» **TASK PROMPT**: Review the listing and copy each line that holds the word "person".

» **TASK MATERIAL**:

┌──

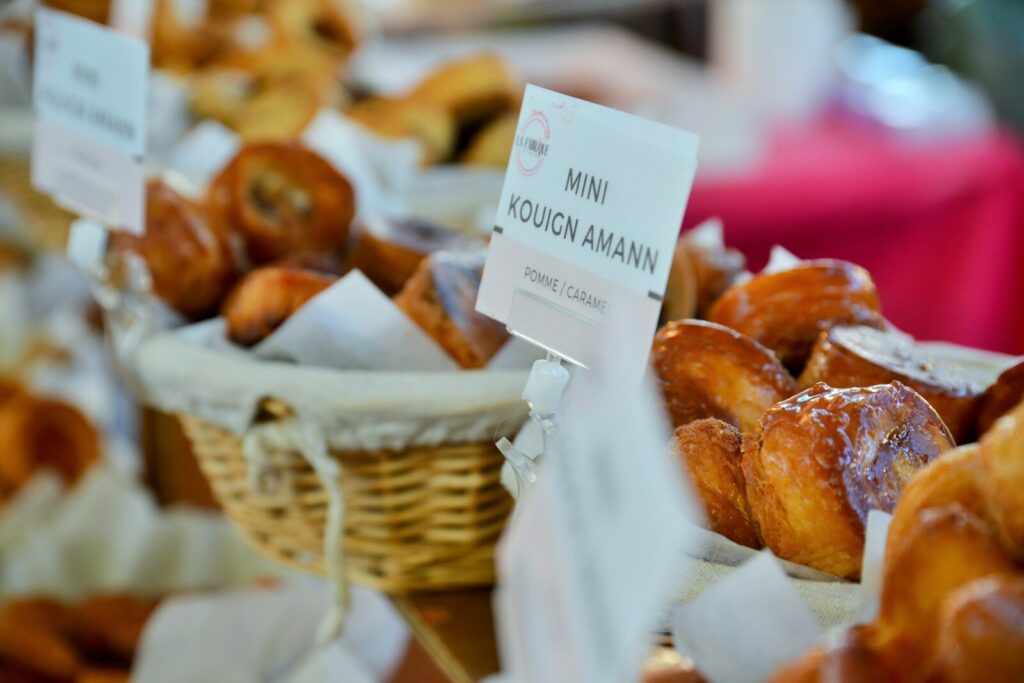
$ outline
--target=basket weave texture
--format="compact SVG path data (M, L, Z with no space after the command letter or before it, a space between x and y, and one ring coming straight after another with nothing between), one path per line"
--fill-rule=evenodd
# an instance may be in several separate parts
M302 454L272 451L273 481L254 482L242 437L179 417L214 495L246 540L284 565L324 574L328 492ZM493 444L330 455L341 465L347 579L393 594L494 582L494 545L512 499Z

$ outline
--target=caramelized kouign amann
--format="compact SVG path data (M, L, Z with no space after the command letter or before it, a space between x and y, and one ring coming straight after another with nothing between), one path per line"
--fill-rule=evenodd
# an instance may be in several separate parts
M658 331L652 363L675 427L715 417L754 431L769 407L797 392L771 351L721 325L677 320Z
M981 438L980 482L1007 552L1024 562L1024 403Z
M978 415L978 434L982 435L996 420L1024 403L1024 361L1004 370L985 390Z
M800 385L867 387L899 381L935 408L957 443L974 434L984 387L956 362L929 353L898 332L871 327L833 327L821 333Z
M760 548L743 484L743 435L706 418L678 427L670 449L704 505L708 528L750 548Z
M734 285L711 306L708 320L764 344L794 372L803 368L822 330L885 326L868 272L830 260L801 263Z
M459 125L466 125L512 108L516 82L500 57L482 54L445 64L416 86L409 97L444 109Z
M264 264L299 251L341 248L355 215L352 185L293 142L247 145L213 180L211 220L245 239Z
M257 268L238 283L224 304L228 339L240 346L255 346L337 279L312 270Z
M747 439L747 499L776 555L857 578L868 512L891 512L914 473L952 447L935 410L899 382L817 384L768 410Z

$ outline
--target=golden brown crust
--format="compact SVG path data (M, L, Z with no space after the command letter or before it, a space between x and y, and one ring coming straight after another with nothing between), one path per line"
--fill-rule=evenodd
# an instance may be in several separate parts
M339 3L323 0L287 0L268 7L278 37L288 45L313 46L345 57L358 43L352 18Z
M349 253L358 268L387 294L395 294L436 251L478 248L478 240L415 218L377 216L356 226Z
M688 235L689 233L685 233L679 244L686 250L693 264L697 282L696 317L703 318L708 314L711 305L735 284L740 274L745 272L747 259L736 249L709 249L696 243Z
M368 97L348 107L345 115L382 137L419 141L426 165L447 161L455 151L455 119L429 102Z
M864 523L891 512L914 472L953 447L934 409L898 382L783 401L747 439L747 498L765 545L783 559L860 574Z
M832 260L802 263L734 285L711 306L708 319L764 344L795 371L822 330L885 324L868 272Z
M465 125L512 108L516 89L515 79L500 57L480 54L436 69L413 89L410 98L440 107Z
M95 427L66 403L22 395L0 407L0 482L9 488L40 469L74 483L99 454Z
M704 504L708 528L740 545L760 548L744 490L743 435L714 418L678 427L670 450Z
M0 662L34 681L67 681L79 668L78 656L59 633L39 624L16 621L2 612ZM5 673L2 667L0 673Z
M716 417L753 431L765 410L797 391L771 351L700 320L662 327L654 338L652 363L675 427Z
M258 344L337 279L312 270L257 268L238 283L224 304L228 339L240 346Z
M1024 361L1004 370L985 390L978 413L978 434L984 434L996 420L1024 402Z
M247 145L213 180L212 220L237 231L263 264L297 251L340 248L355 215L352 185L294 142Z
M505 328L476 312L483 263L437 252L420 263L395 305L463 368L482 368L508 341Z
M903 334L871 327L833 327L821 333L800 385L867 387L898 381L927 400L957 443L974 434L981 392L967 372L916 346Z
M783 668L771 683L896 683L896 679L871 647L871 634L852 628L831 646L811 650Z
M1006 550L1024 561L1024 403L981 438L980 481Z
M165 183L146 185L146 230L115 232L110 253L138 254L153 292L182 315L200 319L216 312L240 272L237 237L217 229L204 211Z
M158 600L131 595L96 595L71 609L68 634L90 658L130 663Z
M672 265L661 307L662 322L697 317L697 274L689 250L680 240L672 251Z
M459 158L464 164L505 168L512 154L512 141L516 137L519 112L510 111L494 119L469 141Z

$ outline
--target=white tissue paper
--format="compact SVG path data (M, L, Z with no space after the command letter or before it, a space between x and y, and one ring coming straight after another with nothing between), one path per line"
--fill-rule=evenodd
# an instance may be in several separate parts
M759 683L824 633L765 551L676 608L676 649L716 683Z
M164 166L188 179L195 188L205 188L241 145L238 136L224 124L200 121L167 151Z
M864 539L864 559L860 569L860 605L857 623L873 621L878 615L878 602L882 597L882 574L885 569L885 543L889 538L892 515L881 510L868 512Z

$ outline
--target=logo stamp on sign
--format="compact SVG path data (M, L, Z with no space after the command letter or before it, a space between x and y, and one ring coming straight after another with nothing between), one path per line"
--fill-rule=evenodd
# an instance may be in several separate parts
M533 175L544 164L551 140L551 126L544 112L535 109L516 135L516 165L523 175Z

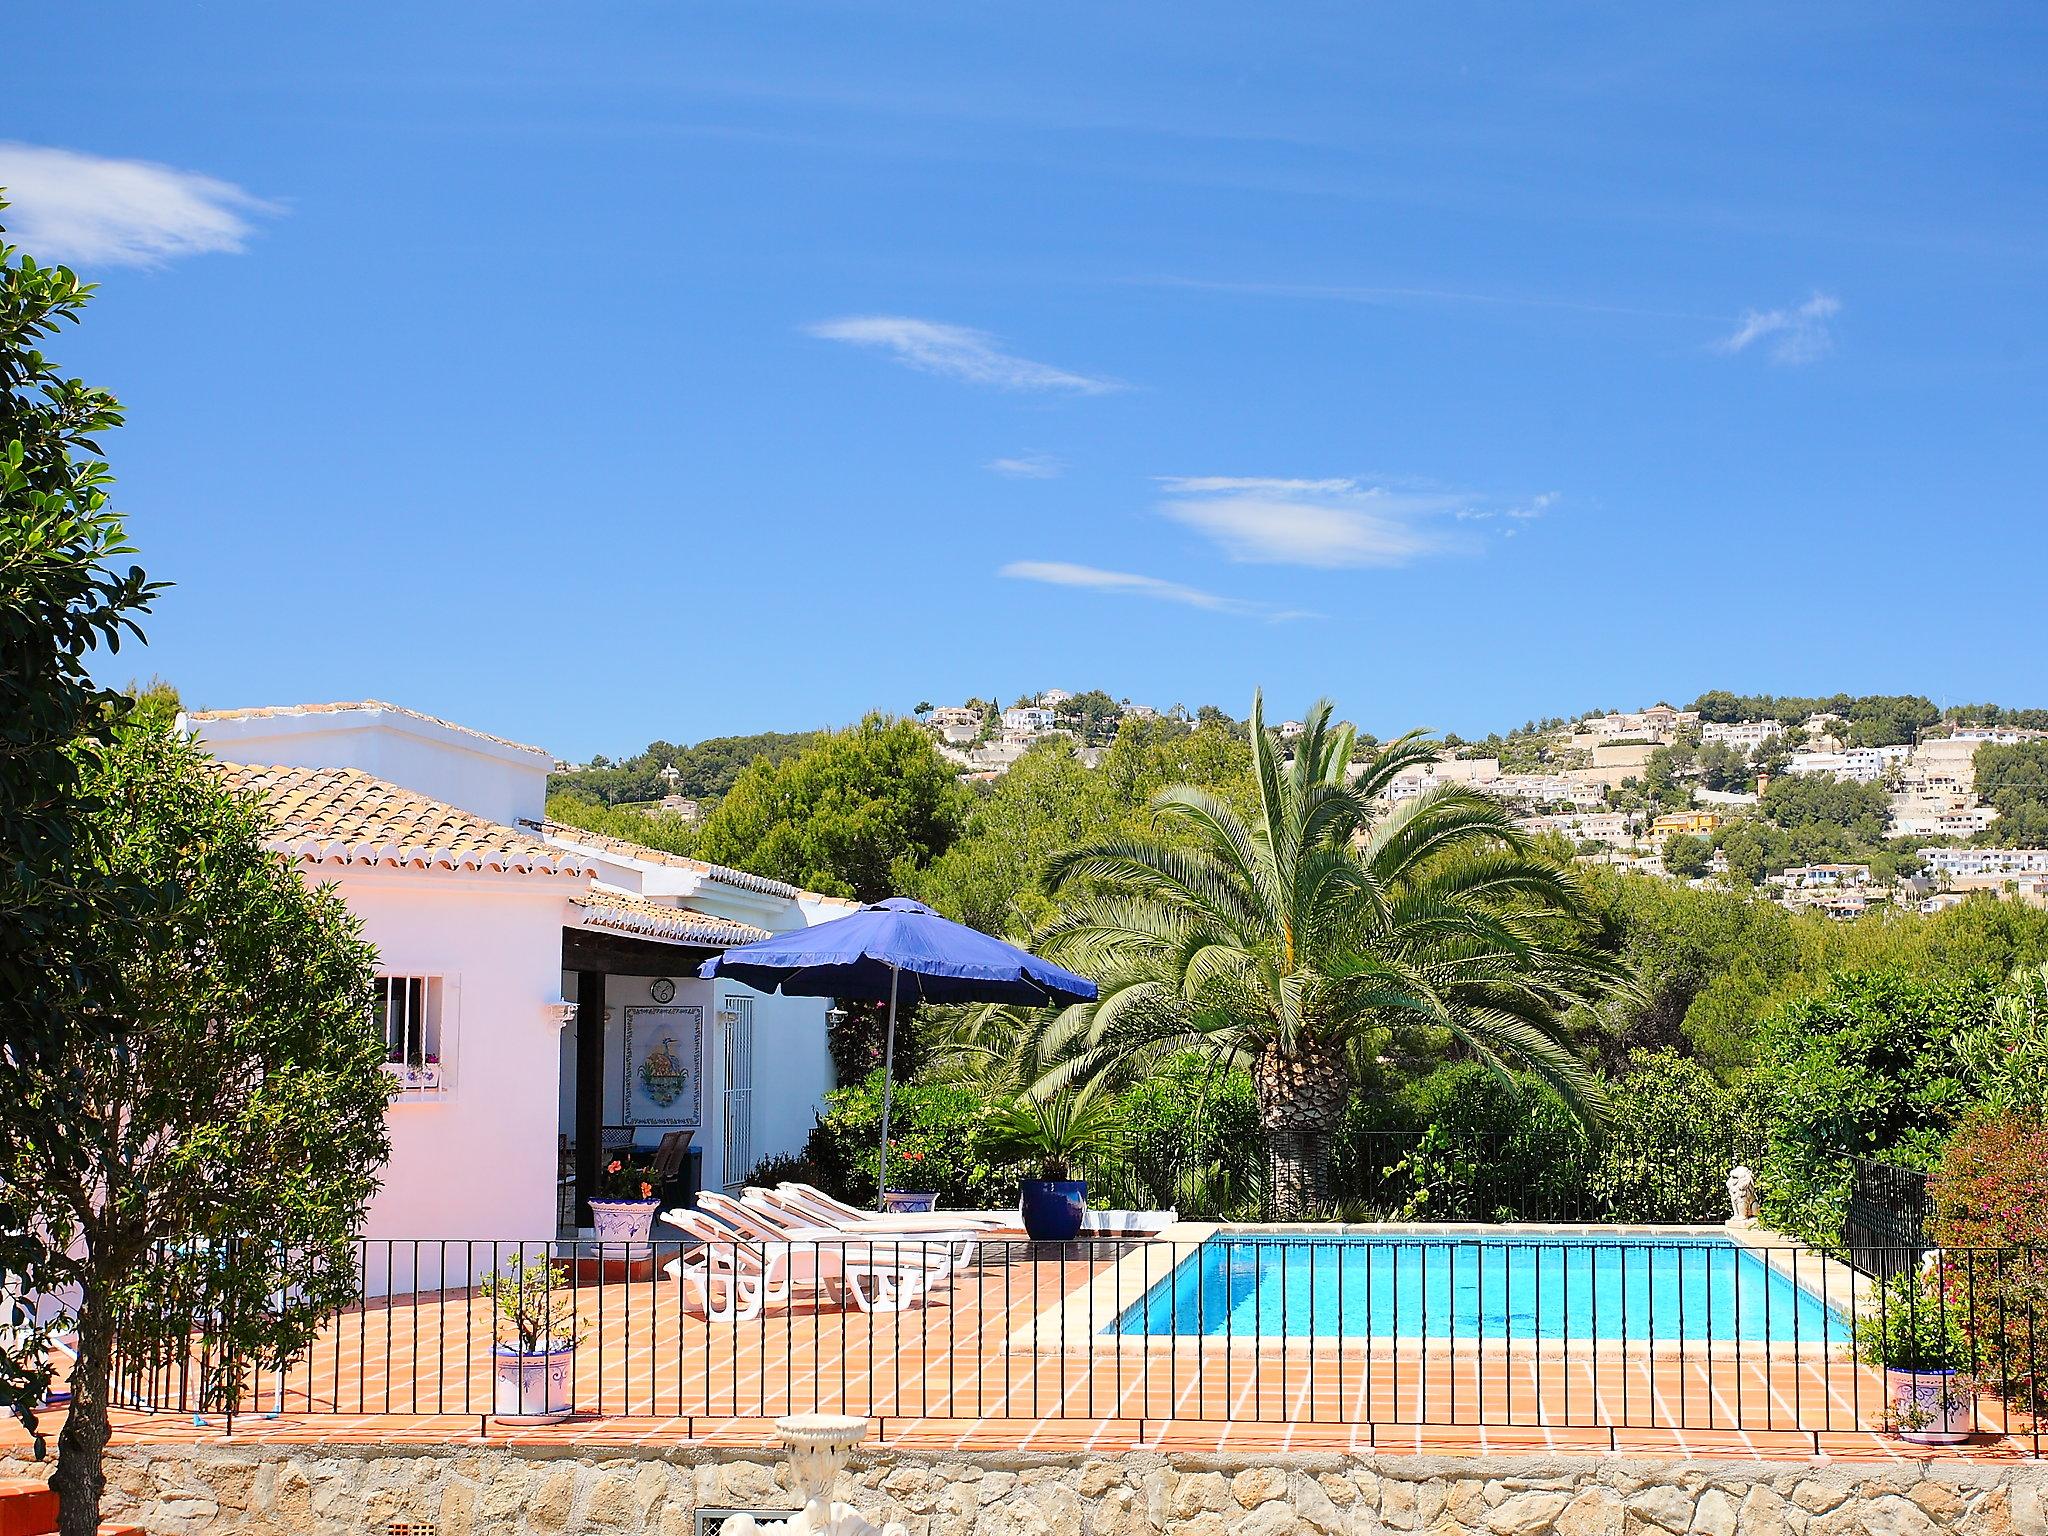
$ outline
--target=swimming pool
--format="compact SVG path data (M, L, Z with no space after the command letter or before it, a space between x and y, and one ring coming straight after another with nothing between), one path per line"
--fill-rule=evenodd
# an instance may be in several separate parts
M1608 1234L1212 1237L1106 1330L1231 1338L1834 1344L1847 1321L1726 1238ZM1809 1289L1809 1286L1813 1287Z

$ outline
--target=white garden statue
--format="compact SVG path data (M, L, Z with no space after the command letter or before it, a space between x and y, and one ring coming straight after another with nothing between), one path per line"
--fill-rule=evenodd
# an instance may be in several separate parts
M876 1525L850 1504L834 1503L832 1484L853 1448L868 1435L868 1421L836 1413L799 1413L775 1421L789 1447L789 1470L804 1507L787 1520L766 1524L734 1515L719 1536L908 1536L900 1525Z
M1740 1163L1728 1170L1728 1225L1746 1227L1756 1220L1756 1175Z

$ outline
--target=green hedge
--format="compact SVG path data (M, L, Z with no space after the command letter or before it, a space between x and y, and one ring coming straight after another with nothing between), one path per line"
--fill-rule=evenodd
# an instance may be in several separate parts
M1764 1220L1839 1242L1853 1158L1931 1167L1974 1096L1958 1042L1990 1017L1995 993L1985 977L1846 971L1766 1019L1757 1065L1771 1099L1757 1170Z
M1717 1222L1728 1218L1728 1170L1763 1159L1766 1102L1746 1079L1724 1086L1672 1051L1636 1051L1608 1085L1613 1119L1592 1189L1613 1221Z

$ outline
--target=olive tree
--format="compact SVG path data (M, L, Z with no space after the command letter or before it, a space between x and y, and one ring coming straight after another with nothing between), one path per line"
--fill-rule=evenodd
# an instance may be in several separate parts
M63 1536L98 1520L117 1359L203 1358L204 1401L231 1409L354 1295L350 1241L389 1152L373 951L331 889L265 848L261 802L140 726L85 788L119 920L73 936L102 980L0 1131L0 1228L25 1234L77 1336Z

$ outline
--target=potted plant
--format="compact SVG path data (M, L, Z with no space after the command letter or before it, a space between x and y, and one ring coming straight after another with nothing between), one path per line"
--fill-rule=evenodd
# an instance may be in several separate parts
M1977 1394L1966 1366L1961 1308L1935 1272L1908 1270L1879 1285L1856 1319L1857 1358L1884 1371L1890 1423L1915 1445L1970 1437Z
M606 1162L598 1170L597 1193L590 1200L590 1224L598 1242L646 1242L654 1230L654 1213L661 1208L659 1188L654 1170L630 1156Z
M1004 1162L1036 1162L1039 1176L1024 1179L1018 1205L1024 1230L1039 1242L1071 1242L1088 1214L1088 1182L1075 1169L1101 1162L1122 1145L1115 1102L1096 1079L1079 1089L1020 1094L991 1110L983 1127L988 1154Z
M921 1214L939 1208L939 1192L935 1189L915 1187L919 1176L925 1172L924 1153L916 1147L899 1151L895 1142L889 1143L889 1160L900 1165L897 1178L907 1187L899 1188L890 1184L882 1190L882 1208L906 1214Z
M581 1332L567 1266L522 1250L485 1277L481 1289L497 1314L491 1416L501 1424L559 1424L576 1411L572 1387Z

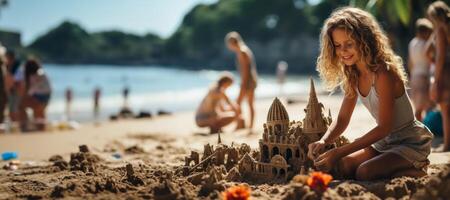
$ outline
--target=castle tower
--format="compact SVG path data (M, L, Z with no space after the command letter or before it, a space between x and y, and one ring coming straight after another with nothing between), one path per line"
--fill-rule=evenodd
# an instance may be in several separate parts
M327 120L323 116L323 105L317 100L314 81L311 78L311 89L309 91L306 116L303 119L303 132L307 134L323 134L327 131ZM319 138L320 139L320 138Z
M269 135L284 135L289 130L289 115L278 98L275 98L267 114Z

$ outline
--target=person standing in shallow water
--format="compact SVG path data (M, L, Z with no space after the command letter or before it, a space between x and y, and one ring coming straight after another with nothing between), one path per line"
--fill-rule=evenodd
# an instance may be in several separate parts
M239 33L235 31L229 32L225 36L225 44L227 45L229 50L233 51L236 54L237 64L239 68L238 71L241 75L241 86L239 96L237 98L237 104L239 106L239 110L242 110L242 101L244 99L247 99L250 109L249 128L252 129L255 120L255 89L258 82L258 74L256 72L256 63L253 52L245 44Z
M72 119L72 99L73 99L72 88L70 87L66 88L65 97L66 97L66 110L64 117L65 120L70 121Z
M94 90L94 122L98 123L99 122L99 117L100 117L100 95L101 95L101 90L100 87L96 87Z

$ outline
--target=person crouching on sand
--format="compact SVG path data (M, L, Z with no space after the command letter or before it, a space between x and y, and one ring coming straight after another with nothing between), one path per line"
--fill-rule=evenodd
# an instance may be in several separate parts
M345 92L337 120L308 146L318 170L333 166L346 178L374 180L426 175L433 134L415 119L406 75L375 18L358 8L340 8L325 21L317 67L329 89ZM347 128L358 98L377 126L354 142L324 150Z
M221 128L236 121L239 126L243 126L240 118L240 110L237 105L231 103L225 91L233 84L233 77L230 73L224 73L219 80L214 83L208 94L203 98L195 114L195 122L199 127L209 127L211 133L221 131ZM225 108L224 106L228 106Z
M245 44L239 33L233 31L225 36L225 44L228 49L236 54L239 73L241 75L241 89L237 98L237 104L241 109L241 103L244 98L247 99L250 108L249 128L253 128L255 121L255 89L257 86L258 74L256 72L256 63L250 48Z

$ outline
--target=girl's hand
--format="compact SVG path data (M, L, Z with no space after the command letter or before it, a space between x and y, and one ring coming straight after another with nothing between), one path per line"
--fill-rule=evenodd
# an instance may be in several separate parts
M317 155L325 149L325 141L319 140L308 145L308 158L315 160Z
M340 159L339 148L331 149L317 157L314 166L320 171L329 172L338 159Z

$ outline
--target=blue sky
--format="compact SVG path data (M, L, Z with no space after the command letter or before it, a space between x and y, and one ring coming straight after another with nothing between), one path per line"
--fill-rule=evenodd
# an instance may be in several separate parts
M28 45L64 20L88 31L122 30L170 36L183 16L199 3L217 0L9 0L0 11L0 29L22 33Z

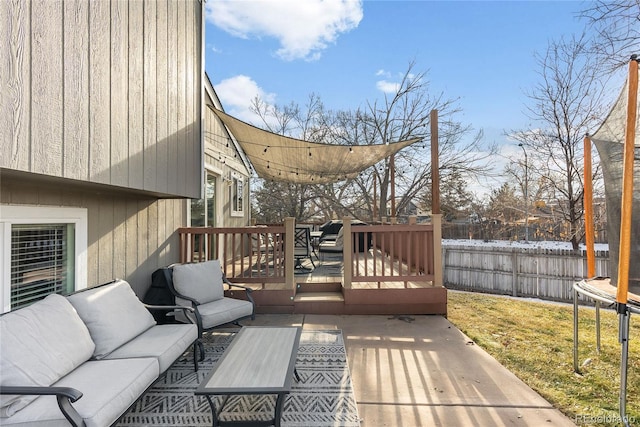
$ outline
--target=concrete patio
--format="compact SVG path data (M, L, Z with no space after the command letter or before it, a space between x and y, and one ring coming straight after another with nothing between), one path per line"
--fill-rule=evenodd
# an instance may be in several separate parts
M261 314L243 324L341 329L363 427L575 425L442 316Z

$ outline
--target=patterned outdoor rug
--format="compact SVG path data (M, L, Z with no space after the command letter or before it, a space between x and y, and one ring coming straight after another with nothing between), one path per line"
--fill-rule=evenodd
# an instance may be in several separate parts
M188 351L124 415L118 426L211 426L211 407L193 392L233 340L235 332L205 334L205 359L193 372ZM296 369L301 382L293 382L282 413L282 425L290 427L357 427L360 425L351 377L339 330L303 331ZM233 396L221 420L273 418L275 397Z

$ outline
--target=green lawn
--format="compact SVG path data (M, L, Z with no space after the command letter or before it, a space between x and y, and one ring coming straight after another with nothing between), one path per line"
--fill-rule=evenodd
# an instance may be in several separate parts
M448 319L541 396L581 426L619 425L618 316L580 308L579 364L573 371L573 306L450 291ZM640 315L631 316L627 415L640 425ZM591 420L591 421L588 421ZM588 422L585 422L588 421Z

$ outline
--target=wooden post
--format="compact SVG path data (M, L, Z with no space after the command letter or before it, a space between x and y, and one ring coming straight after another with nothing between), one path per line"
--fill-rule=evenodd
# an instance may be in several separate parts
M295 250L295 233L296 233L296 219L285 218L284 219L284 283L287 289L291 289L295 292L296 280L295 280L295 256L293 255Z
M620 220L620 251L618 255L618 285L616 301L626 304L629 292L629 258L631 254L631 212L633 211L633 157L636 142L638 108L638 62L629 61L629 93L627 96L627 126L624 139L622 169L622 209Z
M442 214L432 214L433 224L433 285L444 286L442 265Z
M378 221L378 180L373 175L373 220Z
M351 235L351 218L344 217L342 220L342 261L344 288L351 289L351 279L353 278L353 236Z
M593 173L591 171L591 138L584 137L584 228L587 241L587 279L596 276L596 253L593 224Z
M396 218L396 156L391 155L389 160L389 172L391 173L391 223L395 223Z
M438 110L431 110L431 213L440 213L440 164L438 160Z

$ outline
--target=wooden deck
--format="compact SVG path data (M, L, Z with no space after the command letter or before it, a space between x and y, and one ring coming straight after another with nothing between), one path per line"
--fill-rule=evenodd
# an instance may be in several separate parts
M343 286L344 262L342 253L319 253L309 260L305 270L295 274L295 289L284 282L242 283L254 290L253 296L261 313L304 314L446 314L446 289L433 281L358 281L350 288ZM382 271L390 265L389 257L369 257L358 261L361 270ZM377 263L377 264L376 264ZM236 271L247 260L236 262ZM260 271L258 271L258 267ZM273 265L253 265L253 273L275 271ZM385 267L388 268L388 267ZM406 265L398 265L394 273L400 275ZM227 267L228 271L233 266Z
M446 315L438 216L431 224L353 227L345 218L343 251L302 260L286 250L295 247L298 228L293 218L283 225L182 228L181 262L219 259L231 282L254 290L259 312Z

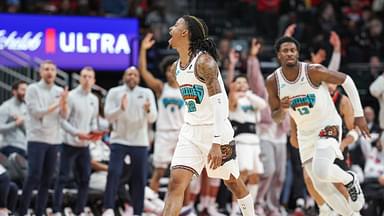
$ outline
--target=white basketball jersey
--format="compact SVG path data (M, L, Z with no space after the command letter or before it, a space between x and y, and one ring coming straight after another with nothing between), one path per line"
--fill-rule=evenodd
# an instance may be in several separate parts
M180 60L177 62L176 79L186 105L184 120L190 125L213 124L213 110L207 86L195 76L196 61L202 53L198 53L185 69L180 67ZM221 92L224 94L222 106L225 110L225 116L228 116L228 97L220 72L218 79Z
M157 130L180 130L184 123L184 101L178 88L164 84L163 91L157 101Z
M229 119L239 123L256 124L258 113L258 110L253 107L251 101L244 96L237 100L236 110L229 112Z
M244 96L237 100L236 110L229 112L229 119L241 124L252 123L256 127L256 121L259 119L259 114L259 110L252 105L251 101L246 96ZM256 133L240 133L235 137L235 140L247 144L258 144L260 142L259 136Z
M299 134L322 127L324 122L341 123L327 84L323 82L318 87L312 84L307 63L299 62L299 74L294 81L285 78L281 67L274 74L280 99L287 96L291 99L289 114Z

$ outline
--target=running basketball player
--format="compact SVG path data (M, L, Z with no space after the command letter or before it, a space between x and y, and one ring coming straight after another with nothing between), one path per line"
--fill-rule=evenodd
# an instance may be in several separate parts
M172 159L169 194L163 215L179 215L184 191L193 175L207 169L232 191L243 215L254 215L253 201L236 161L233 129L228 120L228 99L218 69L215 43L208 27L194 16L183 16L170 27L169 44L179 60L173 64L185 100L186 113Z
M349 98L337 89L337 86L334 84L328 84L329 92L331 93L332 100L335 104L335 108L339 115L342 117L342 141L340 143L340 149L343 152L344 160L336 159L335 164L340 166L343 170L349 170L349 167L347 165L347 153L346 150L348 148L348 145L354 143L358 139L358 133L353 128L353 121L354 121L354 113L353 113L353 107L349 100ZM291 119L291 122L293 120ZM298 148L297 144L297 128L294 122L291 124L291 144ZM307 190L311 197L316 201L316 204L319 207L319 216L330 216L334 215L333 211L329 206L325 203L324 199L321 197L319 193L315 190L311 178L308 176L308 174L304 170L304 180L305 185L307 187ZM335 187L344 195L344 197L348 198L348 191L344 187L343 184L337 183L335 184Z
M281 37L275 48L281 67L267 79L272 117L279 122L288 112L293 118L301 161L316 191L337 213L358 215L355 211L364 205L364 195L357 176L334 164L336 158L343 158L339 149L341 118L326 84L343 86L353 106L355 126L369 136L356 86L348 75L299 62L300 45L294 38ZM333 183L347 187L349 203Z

└──

» **TASK OUTPUT**:
--target=person standing in shallow water
--target=person crouching on sand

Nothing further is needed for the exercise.